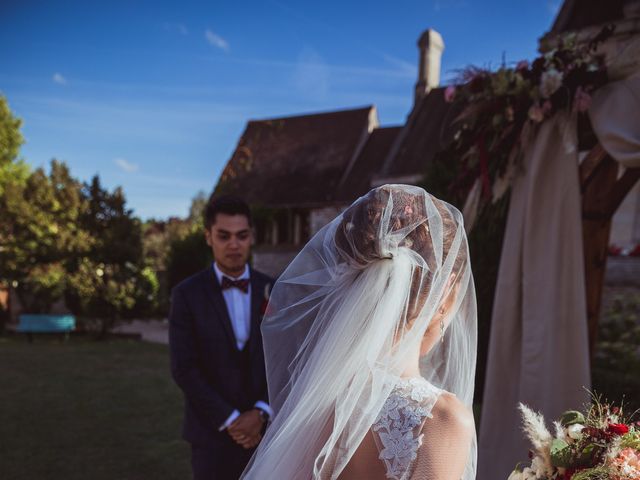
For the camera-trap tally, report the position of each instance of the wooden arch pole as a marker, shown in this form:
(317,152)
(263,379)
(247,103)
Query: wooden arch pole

## THE EXERCISE
Please format every line of the items above as a Markdown table with the columns Row and Line, numbering the rows in order. Leave out blank lines and the pictures.

## FINISHED TASK
| Row | Line |
|---|---|
| 1 | For the camera-trap tally, report the position of each instance of the wooden arch pole as a marker, shown in this form: |
| 2 | (317,152) |
| 3 | (263,379) |
| 4 | (247,103) |
| 5 | Query: wooden arch pole |